=== TRECHO FORNECIDO ===
--*--

Thursday, March 31, 2011

A CARIDADE DE MARIA ADELAIDE



"Nunca Maria Adelaide mostrara tanta caridade como agora; não queria que pobre algum que lhe batesse à porta se fosse embora sem esmola, conquanto alguns, observava, não precisassem de pedir pois eram sustentados pela família. E citou o caso de um tio velho, já cego, que tiveram em casa e que sabia uma oração tão linda, meu belo filho, tão linda! A oração dos martírios do Senhor (Dizia isto com a expressão sentida de funda poesia com que eu, por exemplo, então wagnerista fanático, me poderia referir à mais patética passagem do «Parcifal»). Duma vez que ela estava trabalhando em casa da costureira, mandaram-na à porta a ver quem batia: era o velho tio «pedindo alguma coisinha para matar a fome, porque havia já três dias que não comia nada». Ora não havia ainda senão duas horas que o velho jantara, enchendo-se de «baile de roda»...
- «Baile de roda?»
- «Nos Fumeiros chamamos assim às papas de milho, porque estão sempre a dançar quando fervem.»"

M. Teixeira-Gomes, Maria Adelaide, 4ª ed., Venda Nova: Bertrand Editora, 1992, pp. 47-48.

Wednesday, March 30, 2011

AS SUPERSTIÇÕES DE MARIA ADELAIDE


"Uma vez, antes de nos deitarmos, eu queria que se fosse pentear e repartisse o cabelo em bandós, mas ela recusou porque era de noite e não sabia se o pai andava no mar, o que seria mau agoiro. Uma vizinha dos «Fumeiros» [Bairro de Pescadores], andando o marido na lancha, fora da barra, pôs-se a pentear uma noite, e apenas atirava à rua o molhinho de cabelos caídos, vem uma refrega de vento que por pouco não mete a porta dentro. Nesse mesmo instante, o marido caía no mar e por pouco não se afoga...
Também se não devem despejar os cântaros da cantareira quando há em casa algum doente em perigo de vida. As almas, tão depressa largam os corpos, e antes de seguir ao seu destino, precisam de água pronta para se lavar, e preferem a água dos cântaros por serem fundos. Outra mulher, também dos «Fumeiros», estando o marido agonizante, despejou, de propósito, a água que havia em casa, deixando apenas uma gota na bacia do lavatório. Morreu o marido e logo ouviu ruído no quarto do lavatório: foi ver e achou tudo salpicado de água, sem que lá estivesse alguém..."

--*--

=== LISTA DE DADOS ===

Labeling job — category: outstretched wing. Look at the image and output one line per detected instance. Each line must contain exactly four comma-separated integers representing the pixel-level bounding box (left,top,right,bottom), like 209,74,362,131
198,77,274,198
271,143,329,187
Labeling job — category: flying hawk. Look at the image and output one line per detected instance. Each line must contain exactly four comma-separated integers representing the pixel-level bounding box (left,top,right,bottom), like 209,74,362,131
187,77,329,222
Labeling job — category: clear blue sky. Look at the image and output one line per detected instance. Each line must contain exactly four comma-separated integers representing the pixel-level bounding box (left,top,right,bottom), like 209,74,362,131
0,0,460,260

--*--

=== TAREFA ===
Cite, sem mudar nada, a parte do trecho sobre Maria Adelaide que começa em "AS SUPERSTIÇÕES DE" e termina em "não se afoga...". Os registros não têm nada a ver com isto.

=== RESPOSTA COMPLETA ===
AS SUPERSTIÇÕES DE MARIA ADELAIDE


"Uma vez, antes de nos deitarmos, eu queria que se fosse pentear e repartisse o cabelo em bandós, mas ela recusou porque era de noite e não sabia se o pai andava no mar, o que seria mau agoiro. Uma vizinha dos «Fumeiros» [Bairro de Pescadores], andando o marido na lancha, fora da barra, pôs-se a pentear uma noite, e apenas atirava à rua o molhinho de cabelos caídos, vem uma refrega de vento que por pouco não mete a porta dentro. Nesse mesmo instante, o marido caía no mar e por pouco não se afoga...